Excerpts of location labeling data
»»

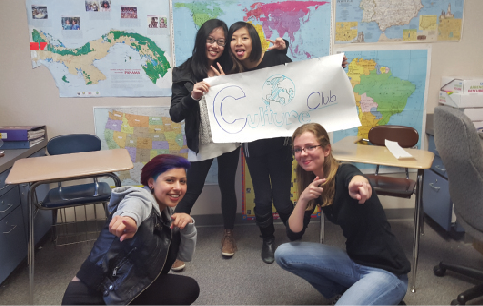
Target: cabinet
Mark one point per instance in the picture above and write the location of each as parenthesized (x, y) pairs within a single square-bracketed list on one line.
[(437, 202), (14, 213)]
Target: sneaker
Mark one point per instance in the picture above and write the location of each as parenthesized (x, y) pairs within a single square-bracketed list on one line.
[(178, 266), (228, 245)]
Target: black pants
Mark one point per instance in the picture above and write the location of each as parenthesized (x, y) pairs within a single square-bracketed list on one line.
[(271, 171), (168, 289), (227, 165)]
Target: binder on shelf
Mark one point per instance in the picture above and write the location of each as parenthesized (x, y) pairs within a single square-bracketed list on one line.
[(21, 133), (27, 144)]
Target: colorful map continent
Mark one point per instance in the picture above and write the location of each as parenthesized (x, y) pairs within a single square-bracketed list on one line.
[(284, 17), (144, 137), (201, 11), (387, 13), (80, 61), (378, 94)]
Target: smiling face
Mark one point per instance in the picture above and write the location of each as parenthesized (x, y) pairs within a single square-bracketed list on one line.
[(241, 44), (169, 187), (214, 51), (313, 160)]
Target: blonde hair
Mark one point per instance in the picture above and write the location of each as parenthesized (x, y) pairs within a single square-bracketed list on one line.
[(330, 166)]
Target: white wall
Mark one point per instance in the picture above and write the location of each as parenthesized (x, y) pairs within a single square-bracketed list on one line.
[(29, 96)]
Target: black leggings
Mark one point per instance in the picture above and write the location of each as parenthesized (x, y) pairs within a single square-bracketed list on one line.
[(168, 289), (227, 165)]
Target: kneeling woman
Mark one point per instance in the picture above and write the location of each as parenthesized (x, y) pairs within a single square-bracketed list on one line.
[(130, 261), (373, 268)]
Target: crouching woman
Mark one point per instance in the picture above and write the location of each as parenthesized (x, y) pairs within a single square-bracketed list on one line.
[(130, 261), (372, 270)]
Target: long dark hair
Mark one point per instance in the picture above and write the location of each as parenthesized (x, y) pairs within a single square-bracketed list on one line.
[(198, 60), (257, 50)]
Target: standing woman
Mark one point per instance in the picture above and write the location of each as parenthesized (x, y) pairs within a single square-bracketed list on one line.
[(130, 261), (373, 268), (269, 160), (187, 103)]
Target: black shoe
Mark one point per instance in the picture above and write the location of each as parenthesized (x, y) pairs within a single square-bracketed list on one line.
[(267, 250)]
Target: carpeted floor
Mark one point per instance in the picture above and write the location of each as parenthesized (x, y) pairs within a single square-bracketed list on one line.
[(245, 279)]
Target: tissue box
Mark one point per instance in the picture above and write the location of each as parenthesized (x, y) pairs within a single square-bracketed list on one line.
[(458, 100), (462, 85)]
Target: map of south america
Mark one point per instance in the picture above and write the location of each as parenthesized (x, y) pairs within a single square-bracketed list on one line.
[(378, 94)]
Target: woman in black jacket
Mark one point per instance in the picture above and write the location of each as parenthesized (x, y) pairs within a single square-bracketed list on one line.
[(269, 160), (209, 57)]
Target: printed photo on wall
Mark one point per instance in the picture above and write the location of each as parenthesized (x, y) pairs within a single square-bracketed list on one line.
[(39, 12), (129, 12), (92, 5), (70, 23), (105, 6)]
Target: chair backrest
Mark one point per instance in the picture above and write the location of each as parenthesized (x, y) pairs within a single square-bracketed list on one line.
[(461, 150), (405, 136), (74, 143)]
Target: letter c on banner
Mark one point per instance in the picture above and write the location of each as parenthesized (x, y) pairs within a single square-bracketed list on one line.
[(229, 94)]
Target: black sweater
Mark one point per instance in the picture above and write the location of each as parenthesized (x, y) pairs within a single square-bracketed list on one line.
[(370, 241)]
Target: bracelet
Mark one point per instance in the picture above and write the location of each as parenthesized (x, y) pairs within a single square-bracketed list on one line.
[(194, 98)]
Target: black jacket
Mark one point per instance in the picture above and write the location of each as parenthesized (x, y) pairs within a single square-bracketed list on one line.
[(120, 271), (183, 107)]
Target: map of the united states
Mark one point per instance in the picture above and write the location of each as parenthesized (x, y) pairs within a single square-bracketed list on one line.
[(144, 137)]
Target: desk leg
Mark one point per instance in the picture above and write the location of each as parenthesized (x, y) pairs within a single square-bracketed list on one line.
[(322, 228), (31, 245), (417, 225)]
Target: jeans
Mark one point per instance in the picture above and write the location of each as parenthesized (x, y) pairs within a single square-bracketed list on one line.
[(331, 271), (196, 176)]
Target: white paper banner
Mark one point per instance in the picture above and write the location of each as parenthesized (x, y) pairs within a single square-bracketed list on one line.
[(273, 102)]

««

Starting at the line with "Target: black sweater" and running through the last line of the records, rewrite every line with each x and y coordinate in the square-bracketed point lists multiplied by 2.3 and rounded to a whole number, with halves rounded up. Keep all other text unchanged.

Solution for this problem =
Target: black sweater
Mark one point per instance in the picture above and write the location of each as parenthesized (x, y) pairs within a single square-bracketed list on one line.
[(851, 554)]
Target: bracelet
Mark one point per instance in the picture above and write the location of each as parenthesized (x, y) pairs within a single square-bracketed list on one line.
[(446, 225)]
Target: black jacket
Mark one point per instance in the picture above and write the location of each as parenthesized (x, y) pairs within a single square-bracketed list on one line.
[(276, 623), (421, 246)]
Target: map of the united states
Mark one point per instance in the picture above and write the location of each as parenthesized (x, y) pairs within a single square-bracketed list on one line.
[(331, 315)]
Target: desk leg
Mark one point per instance in the picture above and write the location of each as parenthesized (x, y) pairs within a single square-bracketed list on one line.
[(741, 524), (71, 564), (959, 518)]
Target: jeans
Mark one point per instance in the picture above and write the location of each as parenthesized (x, y) pairs within a single square-bracketed list on one line.
[(761, 623), (451, 405)]
Target: white paper banner
Mark one point per instance in the picture above and write the location of each as parenthesized (x, y) pairs within a single square-bracketed list on one line.
[(628, 235)]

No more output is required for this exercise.